━━ DOCUMENT EXTRACT ━━
The U.S. government is pushing ahead with plans to extradite Huawei executive Meng Wanzhou from Canada, accusing her of being part of a decade-long conspiracy by the Chinese tech company to circumvent U.S. sanctions on Iran and deceive both the FBI and Congress.

Officials unveiled an indictment against Ms. Meng, Huawei Technologies Co. Ltd., and two of its subsidiaries on Monday containing 13 charges ranging from fraud to money laundering to obstruction of justice, laying out the extent of the case in detail for the first time.

Prosecutors also announced a second case against the company, in which they accused Huawei employees of trying to steal the design of a robot named “Tappy” from T-Mobile USA Inc. – a practice they allege was encouraged by Huawei managers, who offered bonuses to workers who could steal trade secrets from rival firms.

“Criminals and bad actors can be certain that they will not get away with criminal activity,” acting Attorney-General Matthew Whitaker said at a Washington press conference announcing the charges. “Those who do business in the United States can also be certain the Department of Justice will protect them from criminals, no matter how powerful or influential they are.”

Mr. Whitaker also said he was “deeply grateful” to the Canadian government for arresting Ms. Meng on behalf of the United States last month. Ms. Meng is out on bail in Vancouver. On Monday, Ottawa said it had received a formal extradition request.

China’s foreign ministry responded Tuesday, saying it will defend its companies and demanding that the U.S. “stop the unreasonable crackdown” on Huawei.

The moves come in the midst of a clampdown on Huawei in the United States, which has already banned the telecommunications company from supplying equipment for its next generation of cellular networks.

They also buttress Canada’s argument that Ms. Meng’s arrest was in accordance with the rule of law, not a capricious political request. But the seriousness in the United States about prosecuting her case also means it likely will not be finished any time soon – leaving the fates of three Canadians in China up in the air.

The indictments come the same week Chinese officials are due in Washington for negotiations to end President Donald Trump’s trade war with the country. But officials on Monday insisted the two situations had nothing to do with each other. “Anyone trying to connect dots is looking for something that’s not there,” Mr. Whitaker said.

The indictment of Ms. Meng relates to an alleged plot that began in 2007 to obscure Huawei’s business in Iran and trick several financial institutions into handling financial transactions for the company and unwittingly violating sanctions themselves. In that year, prosecutors say, Huawei falsely claimed it had transferred ownership of its subsidiary Skycom, which later did business in Iran, to an unrelated company.

In July, 2007, the indictment alleges, Huawei’s founder falsely told the FBI his company had no direct dealings with Iran and was not breaking any U.S. export laws. The founder, who is not named in the indictment, is Ms. Meng’s father, Ren Zhengfei. In September, 2012, another Huawei executive lied to Congress about the company’s business in Iran, the prosecutors say.

When Huawei found out it was under investigation in 2017, the indictment says, the company moved potential witnesses out of the United States and destroyed evidence.

And Ms. Meng is accused of falsely telling an executive with one of Huawei’s banks in the summer of 2013 that her company was complying with sanctions on Iran, and misrepresenting the nature of the subsidiary. Investigators say they found a document outlining Ms. Meng’s talking points for the meeting with the executive on an electronic device she was carrying when arriving at John F. Kennedy airport in New York early the following year. No detail was provided on how investigators got access to the device.
━━━
━━ THE DATA ━━
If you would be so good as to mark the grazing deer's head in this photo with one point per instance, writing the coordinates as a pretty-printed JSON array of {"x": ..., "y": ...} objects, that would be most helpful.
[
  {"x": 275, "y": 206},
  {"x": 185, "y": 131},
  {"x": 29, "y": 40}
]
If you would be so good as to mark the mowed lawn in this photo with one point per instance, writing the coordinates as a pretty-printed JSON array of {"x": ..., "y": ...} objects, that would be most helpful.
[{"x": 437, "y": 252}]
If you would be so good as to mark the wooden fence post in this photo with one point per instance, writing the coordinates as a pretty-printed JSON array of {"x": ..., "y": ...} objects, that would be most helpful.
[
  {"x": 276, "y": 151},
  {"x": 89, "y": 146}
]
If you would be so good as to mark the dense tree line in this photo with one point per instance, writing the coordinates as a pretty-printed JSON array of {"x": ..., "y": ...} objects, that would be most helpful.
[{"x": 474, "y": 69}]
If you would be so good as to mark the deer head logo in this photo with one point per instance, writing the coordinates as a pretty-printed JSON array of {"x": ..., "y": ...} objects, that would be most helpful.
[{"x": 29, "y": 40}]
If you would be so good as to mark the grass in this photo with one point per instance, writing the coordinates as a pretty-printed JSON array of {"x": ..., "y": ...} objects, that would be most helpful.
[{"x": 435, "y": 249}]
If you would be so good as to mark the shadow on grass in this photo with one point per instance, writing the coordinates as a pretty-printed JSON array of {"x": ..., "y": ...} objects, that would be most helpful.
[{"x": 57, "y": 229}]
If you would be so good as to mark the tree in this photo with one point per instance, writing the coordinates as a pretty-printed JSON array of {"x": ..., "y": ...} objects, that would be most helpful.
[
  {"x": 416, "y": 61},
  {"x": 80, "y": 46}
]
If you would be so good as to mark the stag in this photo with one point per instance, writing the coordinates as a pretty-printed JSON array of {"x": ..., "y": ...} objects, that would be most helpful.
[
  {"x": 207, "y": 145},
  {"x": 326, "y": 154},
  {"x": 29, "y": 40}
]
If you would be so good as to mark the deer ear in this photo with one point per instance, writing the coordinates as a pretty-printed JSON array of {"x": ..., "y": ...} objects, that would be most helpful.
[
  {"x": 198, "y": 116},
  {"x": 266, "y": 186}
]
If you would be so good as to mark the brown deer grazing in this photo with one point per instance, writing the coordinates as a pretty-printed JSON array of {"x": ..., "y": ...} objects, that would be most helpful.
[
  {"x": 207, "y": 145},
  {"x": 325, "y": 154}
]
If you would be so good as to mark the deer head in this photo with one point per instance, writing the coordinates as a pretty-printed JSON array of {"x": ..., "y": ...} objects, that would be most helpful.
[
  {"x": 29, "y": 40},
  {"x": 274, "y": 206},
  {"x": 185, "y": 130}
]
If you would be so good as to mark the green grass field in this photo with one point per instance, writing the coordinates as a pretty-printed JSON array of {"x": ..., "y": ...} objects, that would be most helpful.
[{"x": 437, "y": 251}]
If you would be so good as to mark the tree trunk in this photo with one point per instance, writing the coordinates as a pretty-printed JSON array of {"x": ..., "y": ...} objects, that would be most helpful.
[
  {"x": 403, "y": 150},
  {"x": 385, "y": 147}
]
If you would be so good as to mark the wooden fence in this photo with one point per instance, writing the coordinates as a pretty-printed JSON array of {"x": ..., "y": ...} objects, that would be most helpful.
━━━
LIST OF TASKS =
1. Answer these from the article on the Huawei charges:
(a) How many charges are in the indictment against Ms. Meng?
(b) What was the name of the robot whose design Huawei employees allegedly tried to steal?
(c) At which airport was Ms. Meng arriving when she carried the device with her talking points?
2. Scale the coordinates in the listing's answers by 1.75, rounding to whole numbers with halves going up. Rewrite every line of the listing from the one with "If you would be so good as to mark the brown" up to and including its last line, with the requests included.
The listing is unrelated to the text.

EXERCISE RESULTS =
1.
(a) 13
(b) "Tappy"
(c) John F. Kennedy airport in New York

2.
If you would be so good as to mark the brown deer grazing in this photo with one point per instance, writing the coordinates as a pretty-printed JSON array of {"x": ..., "y": ...} objects, that would be most helpful.
[
  {"x": 362, "y": 254},
  {"x": 569, "y": 270}
]
If you would be so good as to mark the deer head in this photo with one point per instance, writing the coordinates as a pretty-printed JSON array of {"x": ..., "y": ...} objects, that would be most helpful.
[
  {"x": 51, "y": 70},
  {"x": 480, "y": 361},
  {"x": 324, "y": 228}
]
If you would be so good as to mark the green grass field in this photo with one point per instance, writing the coordinates as a pretty-printed JSON array of {"x": ..., "y": ...} objects, that would be most helpful.
[{"x": 765, "y": 439}]
If you would be so good as to mark the tree trunk in this photo with one point per instance, writing the coordinates as a pretty-printed JSON array of {"x": ..., "y": ...} objects, that would be most helpful.
[
  {"x": 705, "y": 263},
  {"x": 674, "y": 257}
]
If you would be so good as to mark the wooden fence in this photo with one point per instance, writing the coordinates as a pretty-printed JSON array of {"x": ..., "y": ...} objects, that would be most helpful.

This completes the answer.